§ **What the task asks**
Rewrite only the lines between the one containing "Guideline: mark the soil" and the one containing "[[408, 263], [274, 245]]", inclusive, with every line kept, requests included. Scale each point coordinate in the answers by 0.9 and round to whole numbers, halves up, leaving the requests and their sample lists unchanged.

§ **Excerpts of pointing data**

****************

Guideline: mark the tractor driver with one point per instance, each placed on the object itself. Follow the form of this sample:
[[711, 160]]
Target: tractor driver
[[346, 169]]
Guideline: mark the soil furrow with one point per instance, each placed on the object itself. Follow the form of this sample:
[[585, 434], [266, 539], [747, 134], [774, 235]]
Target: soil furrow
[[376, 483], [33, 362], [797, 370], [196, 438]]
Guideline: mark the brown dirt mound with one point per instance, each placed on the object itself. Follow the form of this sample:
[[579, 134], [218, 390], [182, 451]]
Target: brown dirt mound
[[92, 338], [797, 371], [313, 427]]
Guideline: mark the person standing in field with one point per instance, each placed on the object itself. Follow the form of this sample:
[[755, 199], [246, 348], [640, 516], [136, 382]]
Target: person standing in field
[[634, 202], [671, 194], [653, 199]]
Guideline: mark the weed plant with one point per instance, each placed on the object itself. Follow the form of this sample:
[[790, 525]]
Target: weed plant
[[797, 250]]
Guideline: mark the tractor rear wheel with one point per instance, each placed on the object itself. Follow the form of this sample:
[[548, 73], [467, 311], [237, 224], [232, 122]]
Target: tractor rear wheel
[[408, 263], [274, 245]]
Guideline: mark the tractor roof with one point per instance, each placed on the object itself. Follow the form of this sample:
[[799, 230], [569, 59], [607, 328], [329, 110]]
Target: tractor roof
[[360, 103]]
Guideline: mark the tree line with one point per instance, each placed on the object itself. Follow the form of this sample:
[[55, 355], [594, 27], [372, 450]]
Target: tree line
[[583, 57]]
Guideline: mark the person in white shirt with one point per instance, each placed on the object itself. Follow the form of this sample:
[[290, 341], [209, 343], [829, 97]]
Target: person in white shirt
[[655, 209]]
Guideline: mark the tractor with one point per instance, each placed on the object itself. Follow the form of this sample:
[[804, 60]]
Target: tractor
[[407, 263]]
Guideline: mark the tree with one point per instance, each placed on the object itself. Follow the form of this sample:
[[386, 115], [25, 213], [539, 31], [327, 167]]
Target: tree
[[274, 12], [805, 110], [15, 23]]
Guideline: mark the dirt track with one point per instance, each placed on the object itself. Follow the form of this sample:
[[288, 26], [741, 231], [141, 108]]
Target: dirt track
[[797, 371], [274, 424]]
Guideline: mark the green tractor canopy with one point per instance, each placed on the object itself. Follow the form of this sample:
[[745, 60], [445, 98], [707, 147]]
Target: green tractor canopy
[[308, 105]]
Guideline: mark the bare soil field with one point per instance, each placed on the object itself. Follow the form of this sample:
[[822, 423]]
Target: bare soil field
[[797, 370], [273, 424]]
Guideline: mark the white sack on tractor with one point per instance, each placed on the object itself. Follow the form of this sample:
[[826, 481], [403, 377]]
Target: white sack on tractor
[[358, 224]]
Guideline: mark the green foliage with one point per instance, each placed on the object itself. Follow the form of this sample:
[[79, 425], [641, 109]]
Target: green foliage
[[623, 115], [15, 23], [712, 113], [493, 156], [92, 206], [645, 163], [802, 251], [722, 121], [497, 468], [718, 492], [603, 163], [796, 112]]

****************

§ **Complete answer**
Guideline: mark the soil furrow with one point per instance, each placed on the object itself. Follow the form of this sample:
[[585, 434], [266, 539], [747, 134], [774, 235]]
Target: soil furrow
[[338, 435], [30, 326], [717, 333], [176, 394]]
Guideline: mark the brown dirt mound with one point per instance, each placed on the object itself. Follow the form of this sample:
[[579, 134], [218, 390], [182, 451]]
Target: brown dirt mound
[[83, 304], [717, 334], [282, 384]]
Guideline: mark the person standing in field with one point per instance, each placed on the object itself. Follow the form of this sample:
[[755, 199], [246, 348], [640, 516], [136, 382]]
Target: person standing in field
[[571, 182], [604, 175], [588, 179]]
Guideline: mark the weed plant with one point per instance, each placed on the object itself. Follow the form of this sample:
[[790, 525]]
Target: weed plant
[[717, 225]]
Guideline: mark the tractor rear wheel with one point per instance, each placed on the object itself. Follow the form of this sample:
[[548, 73], [467, 311], [237, 224], [232, 122]]
Target: tractor rear wheel
[[367, 237], [247, 221]]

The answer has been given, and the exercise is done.